Tâche courte a: Extrayez de la lettre au conseiller Le Bault, sans y changer un mot, le passage qui va de « Ils ont obtenu » à « ne réclamait contre. ».

4898. — À M. LE CONSEILLER LE BAULT[1].
Aux Délices, 17 mai 1762.

J’ai été sur le point, monsieur, de boire de l’eau du Styx, qui ne vaut pas votre vin de Bourgogne ; et je crois que pour le peu de temps que j’ai encore à ramper sur ce globule, appelé globe, le vin me sera interdit ; mais du moins j’aurai le plaisir d’en faire boire : ainsi votre charrette sera la très-bien venue. Je voudrais bien que vous vous remissiez à juger ; je vous prépare une affaire singulière qui a été un an entier sur le tapis du bailliage de Gex, supposé que ce bailliage ait un tapis.

Six gentilshommes du pays, tous frères, tous pauvres, tous au service du roi dans le même régiment, et la plupart mineurs, ont trouvé leur bien engagé par antichrèse à un huguenot. Ce huguenot a vendu leur patrimoine aux jésuites, et les bons jésuites, se flattant que ces gentilhommes n’auraient jamais de quoi rentrer dans leur bien, l’ont acheté pour la plus grande gloire de Dieu.

Ils ont obtenu du roi des lettres patentes pour s’emparer ainsi du bien d’autrui, et vous avez eu la bonté d’entériner ces lettres patentes, parce qu’alors personne ne réclamait contre.

Enfin les six frères ont trouvé de l’argent[2], ils ont consigné ; les jésuites ont été forcés de se désister ; le huguenot avec lequel ils avaient manœuvré a été sommé de rendre le bien et de compter des intérêts reçus, et des dégradations ; il a été condamné tout d’une voix ; il en a appelé au parlement pour gagner du temps ; le procès vaut la peine d’être jugé. Partant, je prie Dieu qu’il vous inspire la digne résolution de ne plus laisser languir les pauvres plaideurs. Pour moi, je n’ai de procès qu’avec la nature, je sais bien que je finirai par le perdre, mais en attendant je voudrais bien voir vos tracasseries finies. Est-il possible que toute une province soit assez malheureuse pour être forcée de ne se plus ruiner à plaider ?

Tâche courte b: Recopiez à l'identique les entrées qui vont de la ligne contenant « Could you please locate the dry grass » à la ligne contenant « xmin=0 ymin=1 xmax=350 ymax=232 », ces deux lignes comprises.

Entrées du corpus:
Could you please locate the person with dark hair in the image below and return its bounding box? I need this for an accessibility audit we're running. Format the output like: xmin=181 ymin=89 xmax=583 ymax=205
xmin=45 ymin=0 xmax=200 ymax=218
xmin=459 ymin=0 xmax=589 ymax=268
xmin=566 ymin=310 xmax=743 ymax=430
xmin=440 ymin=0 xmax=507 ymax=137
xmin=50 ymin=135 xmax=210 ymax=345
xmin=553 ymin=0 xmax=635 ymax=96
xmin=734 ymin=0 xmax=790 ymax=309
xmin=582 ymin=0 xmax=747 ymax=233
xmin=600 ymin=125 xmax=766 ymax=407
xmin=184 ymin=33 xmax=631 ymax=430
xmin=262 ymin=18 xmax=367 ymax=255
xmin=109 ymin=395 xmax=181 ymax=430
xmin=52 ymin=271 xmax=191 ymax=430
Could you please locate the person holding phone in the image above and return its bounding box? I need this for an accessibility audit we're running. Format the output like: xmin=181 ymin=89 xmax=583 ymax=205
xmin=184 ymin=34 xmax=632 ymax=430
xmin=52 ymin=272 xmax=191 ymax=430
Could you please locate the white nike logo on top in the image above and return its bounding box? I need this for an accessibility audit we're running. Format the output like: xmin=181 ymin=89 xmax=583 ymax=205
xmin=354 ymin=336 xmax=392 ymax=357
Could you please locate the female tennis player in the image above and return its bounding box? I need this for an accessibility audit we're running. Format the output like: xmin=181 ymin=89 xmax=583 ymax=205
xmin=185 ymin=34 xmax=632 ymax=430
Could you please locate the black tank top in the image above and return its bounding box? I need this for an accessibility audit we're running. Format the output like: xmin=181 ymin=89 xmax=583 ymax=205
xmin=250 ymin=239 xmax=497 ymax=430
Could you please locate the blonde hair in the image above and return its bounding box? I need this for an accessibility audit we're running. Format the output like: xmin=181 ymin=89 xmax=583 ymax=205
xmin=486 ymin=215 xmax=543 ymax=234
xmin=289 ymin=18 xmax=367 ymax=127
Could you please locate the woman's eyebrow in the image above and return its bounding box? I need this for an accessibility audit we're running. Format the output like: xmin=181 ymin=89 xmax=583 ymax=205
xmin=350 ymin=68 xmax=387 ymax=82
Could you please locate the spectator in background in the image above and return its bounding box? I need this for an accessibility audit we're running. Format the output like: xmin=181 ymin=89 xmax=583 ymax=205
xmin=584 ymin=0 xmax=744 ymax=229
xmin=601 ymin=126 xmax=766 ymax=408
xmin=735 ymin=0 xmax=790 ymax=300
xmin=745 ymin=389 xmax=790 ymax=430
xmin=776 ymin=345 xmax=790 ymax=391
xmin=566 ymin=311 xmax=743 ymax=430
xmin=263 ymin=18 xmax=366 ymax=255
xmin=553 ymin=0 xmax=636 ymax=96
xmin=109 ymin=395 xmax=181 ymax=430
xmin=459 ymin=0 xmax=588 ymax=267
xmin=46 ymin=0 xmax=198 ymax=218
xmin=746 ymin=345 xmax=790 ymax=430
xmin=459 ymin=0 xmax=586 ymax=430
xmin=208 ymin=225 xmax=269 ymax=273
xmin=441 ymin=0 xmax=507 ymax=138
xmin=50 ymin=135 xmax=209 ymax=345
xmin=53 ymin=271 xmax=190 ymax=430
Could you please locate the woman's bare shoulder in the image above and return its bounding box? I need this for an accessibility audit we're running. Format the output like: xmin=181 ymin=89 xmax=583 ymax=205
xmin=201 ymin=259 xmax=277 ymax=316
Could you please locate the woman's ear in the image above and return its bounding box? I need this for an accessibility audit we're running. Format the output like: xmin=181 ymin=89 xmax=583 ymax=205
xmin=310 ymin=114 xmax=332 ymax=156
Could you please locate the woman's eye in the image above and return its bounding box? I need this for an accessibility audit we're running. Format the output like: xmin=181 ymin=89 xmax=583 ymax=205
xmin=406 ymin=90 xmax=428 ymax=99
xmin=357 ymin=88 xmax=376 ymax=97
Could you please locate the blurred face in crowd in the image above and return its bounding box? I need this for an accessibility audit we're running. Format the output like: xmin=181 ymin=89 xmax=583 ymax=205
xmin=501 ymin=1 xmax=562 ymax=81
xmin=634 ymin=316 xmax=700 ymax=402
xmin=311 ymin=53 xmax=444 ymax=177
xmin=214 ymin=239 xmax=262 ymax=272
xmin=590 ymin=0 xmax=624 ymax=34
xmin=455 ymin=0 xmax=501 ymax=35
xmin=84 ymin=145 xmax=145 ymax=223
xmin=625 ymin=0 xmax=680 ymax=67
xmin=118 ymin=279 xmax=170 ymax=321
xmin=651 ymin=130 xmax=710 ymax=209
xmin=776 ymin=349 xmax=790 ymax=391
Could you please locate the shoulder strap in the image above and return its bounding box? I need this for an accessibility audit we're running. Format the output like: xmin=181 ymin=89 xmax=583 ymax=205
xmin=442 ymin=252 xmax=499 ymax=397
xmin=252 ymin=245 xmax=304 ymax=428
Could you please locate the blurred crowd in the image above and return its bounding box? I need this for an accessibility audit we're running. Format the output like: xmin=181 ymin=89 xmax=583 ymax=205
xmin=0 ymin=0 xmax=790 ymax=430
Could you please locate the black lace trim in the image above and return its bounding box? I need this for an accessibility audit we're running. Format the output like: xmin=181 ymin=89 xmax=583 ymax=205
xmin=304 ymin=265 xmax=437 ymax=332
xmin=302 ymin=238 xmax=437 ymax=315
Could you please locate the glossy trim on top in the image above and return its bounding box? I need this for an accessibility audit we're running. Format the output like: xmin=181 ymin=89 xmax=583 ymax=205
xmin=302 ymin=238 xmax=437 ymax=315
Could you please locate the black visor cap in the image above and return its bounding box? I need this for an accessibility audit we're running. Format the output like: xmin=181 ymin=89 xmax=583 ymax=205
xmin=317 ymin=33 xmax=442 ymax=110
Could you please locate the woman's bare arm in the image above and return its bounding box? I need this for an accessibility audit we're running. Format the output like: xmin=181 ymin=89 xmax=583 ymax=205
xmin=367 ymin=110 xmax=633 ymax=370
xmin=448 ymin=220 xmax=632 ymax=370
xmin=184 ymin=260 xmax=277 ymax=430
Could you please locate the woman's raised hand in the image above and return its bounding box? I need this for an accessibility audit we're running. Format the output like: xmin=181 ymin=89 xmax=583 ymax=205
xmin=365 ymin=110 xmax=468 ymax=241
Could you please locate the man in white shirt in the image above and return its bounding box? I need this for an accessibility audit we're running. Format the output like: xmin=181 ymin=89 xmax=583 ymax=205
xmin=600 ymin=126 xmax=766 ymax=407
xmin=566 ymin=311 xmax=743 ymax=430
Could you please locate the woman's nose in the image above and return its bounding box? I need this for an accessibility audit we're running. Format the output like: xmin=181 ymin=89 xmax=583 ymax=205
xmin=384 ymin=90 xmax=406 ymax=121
* * *
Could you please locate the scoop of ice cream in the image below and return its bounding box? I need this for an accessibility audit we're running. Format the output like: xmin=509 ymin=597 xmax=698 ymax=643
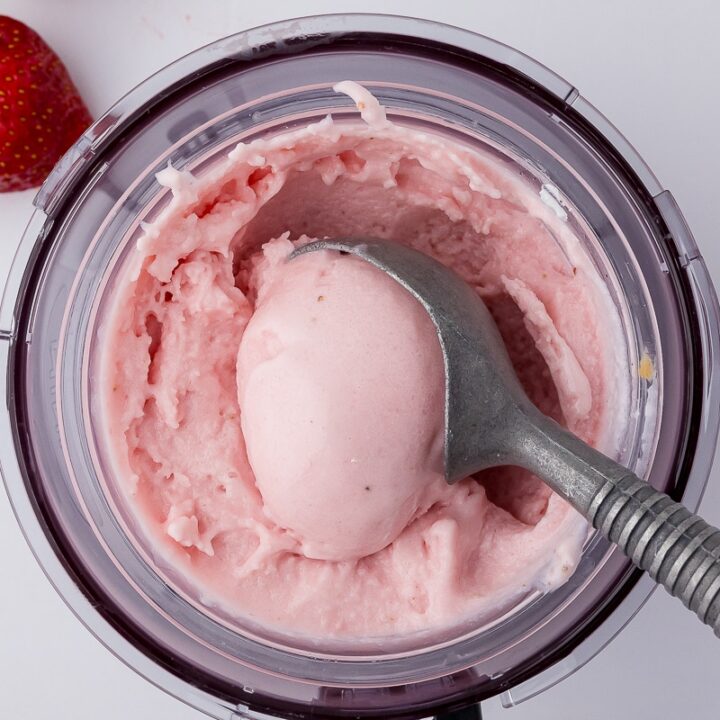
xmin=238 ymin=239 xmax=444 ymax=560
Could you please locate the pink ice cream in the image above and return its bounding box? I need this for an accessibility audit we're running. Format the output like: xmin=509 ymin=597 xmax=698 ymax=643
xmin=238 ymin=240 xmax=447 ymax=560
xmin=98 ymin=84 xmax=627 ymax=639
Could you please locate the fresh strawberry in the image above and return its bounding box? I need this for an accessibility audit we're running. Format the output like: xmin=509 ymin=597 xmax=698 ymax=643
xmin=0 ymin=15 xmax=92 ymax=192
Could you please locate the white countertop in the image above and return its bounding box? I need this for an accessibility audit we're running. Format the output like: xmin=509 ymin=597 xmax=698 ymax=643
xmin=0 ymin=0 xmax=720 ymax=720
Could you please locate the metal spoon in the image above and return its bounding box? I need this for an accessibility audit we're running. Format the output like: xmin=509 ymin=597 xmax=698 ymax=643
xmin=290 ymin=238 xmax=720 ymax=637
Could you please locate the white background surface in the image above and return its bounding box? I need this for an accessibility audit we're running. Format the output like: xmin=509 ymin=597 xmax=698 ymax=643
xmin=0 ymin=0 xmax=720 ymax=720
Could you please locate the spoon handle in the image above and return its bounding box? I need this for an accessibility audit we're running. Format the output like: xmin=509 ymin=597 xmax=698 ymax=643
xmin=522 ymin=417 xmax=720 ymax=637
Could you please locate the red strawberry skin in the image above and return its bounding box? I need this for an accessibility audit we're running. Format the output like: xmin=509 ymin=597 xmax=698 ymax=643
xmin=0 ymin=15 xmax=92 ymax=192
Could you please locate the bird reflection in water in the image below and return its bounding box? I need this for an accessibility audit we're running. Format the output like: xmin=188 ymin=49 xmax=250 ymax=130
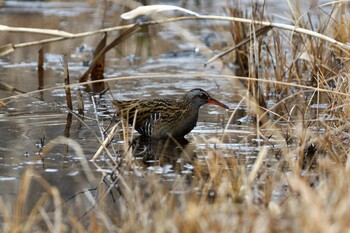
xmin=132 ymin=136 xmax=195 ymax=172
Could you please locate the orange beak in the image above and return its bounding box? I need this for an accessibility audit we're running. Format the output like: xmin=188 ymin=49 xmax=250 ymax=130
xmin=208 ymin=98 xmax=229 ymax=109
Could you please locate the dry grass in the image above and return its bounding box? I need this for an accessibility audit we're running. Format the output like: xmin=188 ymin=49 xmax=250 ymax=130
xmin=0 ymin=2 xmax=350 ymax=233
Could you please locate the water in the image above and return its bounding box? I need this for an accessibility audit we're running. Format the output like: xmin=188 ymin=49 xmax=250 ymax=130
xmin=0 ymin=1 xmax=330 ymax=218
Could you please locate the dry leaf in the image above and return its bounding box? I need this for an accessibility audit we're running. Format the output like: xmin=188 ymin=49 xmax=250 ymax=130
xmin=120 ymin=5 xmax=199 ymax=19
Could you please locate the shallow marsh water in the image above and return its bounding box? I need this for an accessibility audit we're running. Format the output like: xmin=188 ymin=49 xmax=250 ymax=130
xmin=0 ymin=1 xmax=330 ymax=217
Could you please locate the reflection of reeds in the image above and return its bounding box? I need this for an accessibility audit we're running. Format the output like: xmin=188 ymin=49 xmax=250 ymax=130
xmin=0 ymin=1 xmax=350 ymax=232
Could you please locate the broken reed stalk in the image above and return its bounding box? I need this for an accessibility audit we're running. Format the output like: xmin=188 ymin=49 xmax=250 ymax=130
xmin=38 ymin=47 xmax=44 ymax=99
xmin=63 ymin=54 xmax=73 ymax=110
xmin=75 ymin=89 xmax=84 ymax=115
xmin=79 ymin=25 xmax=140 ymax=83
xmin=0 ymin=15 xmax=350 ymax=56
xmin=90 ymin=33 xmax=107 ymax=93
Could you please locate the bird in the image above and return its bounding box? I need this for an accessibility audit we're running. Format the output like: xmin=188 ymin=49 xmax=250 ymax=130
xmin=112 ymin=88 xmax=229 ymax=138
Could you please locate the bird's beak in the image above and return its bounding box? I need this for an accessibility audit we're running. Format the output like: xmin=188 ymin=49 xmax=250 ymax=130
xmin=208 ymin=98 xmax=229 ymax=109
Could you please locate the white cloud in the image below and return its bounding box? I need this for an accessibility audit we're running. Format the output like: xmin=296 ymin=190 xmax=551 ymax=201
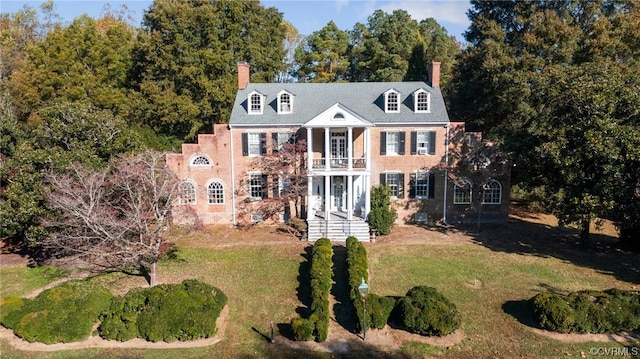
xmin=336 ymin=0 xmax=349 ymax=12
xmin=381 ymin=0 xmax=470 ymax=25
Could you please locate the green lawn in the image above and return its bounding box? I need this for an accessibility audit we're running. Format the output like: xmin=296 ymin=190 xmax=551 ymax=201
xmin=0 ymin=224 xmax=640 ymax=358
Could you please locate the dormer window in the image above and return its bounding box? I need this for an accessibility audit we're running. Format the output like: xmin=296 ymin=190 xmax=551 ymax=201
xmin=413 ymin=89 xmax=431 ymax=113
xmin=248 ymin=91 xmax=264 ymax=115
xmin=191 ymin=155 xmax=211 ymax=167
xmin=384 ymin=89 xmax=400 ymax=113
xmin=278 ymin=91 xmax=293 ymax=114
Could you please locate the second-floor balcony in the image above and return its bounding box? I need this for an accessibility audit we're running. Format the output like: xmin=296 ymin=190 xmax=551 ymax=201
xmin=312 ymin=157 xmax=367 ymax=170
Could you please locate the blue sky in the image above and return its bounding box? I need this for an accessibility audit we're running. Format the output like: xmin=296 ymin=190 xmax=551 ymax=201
---
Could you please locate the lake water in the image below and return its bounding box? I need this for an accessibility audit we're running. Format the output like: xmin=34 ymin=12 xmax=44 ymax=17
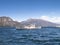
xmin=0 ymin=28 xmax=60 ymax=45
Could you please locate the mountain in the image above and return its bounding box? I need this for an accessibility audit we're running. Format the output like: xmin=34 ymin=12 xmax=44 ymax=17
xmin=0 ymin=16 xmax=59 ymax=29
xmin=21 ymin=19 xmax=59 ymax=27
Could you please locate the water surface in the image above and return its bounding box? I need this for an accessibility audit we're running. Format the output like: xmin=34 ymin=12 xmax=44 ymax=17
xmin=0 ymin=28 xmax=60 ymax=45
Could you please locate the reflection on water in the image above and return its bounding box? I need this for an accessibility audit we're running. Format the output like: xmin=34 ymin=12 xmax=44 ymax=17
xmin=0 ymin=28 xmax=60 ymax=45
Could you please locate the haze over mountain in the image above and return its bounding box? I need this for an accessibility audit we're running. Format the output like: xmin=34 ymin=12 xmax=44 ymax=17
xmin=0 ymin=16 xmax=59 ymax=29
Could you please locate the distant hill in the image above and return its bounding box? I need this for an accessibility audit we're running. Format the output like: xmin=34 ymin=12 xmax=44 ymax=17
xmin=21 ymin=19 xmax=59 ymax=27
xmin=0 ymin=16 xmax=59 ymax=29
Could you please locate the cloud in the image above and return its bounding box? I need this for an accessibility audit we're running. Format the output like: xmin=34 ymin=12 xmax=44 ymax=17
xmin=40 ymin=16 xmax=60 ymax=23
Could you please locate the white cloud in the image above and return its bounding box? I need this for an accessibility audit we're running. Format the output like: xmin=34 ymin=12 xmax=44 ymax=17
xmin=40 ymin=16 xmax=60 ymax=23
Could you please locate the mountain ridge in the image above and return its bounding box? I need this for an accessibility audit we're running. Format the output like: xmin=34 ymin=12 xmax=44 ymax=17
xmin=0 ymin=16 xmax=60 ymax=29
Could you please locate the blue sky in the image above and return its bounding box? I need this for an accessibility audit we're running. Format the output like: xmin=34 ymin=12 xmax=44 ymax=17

Corrigé détaillé a:
Ils ont obtenu du roi des lettres patentes pour s’emparer ainsi du bien d’autrui, et vous avez eu la bonté d’entériner ces lettres patentes, parce qu’alors personne ne réclamait contre.

Corrigé détaillé b:
Could you please locate the dry grass in the image above and return its bounding box? I need this for an accessibility audit we're running. Format the output like: xmin=188 ymin=49 xmax=250 ymax=130
xmin=0 ymin=2 xmax=350 ymax=233
Could you please locate the water in the image above and return its bounding box? I need this for an accessibility audit we're running. Format the output like: xmin=188 ymin=49 xmax=250 ymax=130
xmin=0 ymin=1 xmax=330 ymax=218
Could you please locate the dry leaf in the image above and return its bounding box? I need this for an accessibility audit we're running. Format the output like: xmin=188 ymin=49 xmax=250 ymax=130
xmin=120 ymin=5 xmax=199 ymax=19
Could you please locate the shallow marsh water in the image above and return its bounding box? I need this for an accessibility audit we're running. Format the output like: xmin=188 ymin=49 xmax=250 ymax=130
xmin=0 ymin=1 xmax=330 ymax=217
Could you please locate the reflection of reeds in the image above and return its bounding box? I need this for an accessibility audit we're running. Format the output like: xmin=188 ymin=49 xmax=250 ymax=130
xmin=0 ymin=1 xmax=350 ymax=232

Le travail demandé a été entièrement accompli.